* [SHORT PROBLEM]:
Word for word, print each line of the listing below; pictures stay out.
▼
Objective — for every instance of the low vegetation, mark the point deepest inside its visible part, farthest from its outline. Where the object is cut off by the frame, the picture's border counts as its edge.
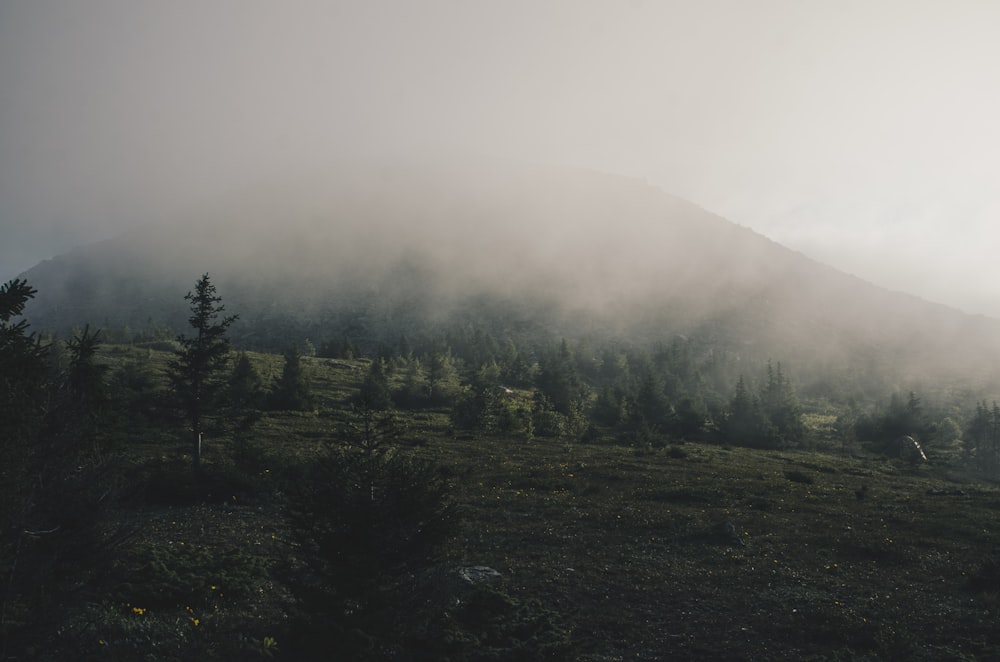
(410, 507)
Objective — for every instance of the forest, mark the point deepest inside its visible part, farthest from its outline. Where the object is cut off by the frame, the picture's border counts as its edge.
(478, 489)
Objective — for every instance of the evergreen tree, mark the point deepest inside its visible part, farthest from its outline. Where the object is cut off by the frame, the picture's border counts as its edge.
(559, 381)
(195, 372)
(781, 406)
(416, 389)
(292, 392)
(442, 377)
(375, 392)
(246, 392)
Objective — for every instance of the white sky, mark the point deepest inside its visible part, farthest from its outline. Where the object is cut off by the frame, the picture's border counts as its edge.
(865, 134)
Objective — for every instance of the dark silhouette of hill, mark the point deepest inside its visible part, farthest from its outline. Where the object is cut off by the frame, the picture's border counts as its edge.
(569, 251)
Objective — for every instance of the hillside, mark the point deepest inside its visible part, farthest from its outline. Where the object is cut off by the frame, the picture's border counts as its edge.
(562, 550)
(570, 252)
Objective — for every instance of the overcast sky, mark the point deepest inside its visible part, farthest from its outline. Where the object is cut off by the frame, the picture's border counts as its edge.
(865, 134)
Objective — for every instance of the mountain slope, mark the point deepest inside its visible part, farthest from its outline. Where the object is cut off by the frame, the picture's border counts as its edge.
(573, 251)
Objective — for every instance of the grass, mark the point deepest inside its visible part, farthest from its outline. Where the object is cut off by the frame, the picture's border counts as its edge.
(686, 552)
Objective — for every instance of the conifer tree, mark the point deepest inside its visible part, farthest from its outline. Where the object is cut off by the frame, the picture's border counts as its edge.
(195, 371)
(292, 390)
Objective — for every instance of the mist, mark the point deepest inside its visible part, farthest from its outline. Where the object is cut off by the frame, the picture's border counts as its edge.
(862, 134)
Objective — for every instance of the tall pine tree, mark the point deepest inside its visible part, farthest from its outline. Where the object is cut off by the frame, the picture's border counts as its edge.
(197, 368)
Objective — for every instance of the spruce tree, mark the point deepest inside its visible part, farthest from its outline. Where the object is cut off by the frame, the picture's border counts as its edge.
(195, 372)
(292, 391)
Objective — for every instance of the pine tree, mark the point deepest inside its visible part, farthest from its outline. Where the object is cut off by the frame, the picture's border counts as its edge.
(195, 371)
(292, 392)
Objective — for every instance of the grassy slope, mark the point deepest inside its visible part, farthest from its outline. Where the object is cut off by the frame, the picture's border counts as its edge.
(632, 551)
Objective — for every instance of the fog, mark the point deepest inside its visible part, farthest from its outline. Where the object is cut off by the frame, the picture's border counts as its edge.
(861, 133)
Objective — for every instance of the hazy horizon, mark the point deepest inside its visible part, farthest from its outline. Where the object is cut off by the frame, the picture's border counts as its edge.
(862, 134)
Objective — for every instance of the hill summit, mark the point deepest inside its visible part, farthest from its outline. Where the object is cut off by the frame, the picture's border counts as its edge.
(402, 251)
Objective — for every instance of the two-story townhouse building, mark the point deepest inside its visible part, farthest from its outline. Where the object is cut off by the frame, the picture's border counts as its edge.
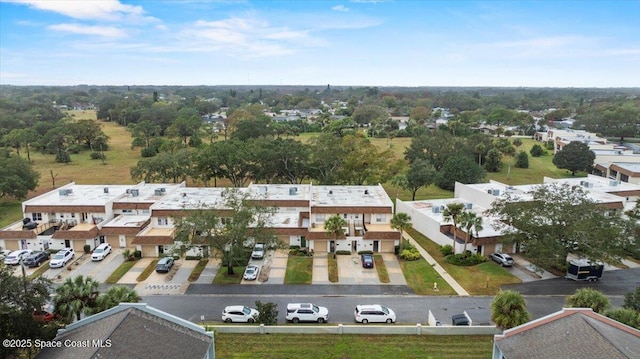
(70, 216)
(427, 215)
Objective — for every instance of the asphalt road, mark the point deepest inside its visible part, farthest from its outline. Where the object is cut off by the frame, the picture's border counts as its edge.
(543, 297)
▲
* [WRITTEN REPLY]:
Objective — for every instance of the low vegetation, mark the point deepest inside its visible part, farthest from its outline. Where the object is cut off by the frame, the picture's border counts as its edge.
(410, 507)
Objective — for every instance of the forest, mark the point deepest inside its visible part, farthest from its outline. Where the object is cut off by the frame, the picture's border counts as its edge.
(478, 489)
Objective — for every instance of the evergreen tree, mark the point deepest inside its visible part, farthest from its outline. Where the object is cut off by the frame, the picture's border counts as its edge.
(559, 381)
(195, 372)
(781, 406)
(416, 389)
(292, 392)
(442, 377)
(375, 392)
(246, 392)
Objective — for every instance of the white sky, mark the point deepest inside its visible part, farthest from its outline. Where the object is cut off by the frame, the picture's border counts as its edge.
(865, 134)
Objective — for every instance of the dark silhouette of hill, mark the point deepest inside its visible part, farthest from its outline. Where the object is cut off by the frame, the picture's border counts as its edge.
(569, 251)
Objective — for every instance of the hillside, mark the point deepest inside its visible part, farthest from its outline. Where the object is cut off by the frame, the picture's border counts as its edge.
(562, 550)
(570, 252)
Objective — for every instance of the overcast sky, mark the point deepest inside its visible part, farthest from its outline. Where the object is cut off by the frame, the picture's border counts as its edge.
(865, 134)
Objective — for every instance of the mountain slope, mark the point deepest inside its visible part, farthest from its outline. Where the object is cut off by the frame, the picture's border counts as its edge.
(573, 251)
Objective — for every instance of the grass, mark the point deepest inside its visible part, farthest from its outline. Where the object is cut off by the frame, the picture's border counts as its edge.
(686, 552)
Objective — for every instance of the conifer tree, mark the point deepest inside its visible part, farthest from its outline. Where the object is cut off by the frame, the picture's border counts as its edge.
(195, 371)
(292, 390)
Objective — for every instance of the mist, mark the point deepest inside its visible part, farthest from its outline. Where the object is cut off by the frame, the picture's border counts as its edge.
(862, 134)
Objective — for every instance of the tall pine tree, mark the point deepest inside its visible part, farthest from its outline. Where the object is cut off by the frame, the picture's border counts as its edge.
(197, 368)
Objective — for every instance of the spruce tree, mark the point deepest inside its visible part, farthest from its outline. Where the object is cut off by the frame, the picture's border counts as its edge.
(195, 372)
(292, 391)
Objective — for every instance of the pine tree, mark the point deepest inside its visible part, farthest from its outline. Where the object is cut off by the frame, the picture's border counts as its edge.
(195, 371)
(292, 392)
Objective — for every instance of the grassy slope, mark the point deepest inside its visible part, farthest from its outline. Where the object is cut off by the frame, the picture's border counts as its edge.
(632, 551)
Objective — for every instance of the fog, mark the point deepest inside its visible part, farthest from its outline. Where the object is cut off by the frame, the picture's border counts as its edge.
(861, 133)
Objective — for every instance of the hazy horizon, mark the point deepest inside its visible part, farthest from its outline. Where the object is cut off by the frame, the picture's border counts as its edge.
(862, 134)
Objective — for every instance of the hill summit, mark the point deepest inside its visible part, farthest from its outline. Where the object is cut off by the frame, the picture's border counts as its edge.
(402, 251)
Objective — for every instance of the two-story townhouse building, mark the point deepest inside its visible part, farthest from its outline. Where the object is cut off by the frame, the picture's border counts as its edge.
(70, 216)
(427, 215)
Objective — for every instance of the asphalt road, mark the point deepest inside its visible part, farthest from its outline. Where the object is cut off by the frame, the picture's border counts as its edge.
(543, 297)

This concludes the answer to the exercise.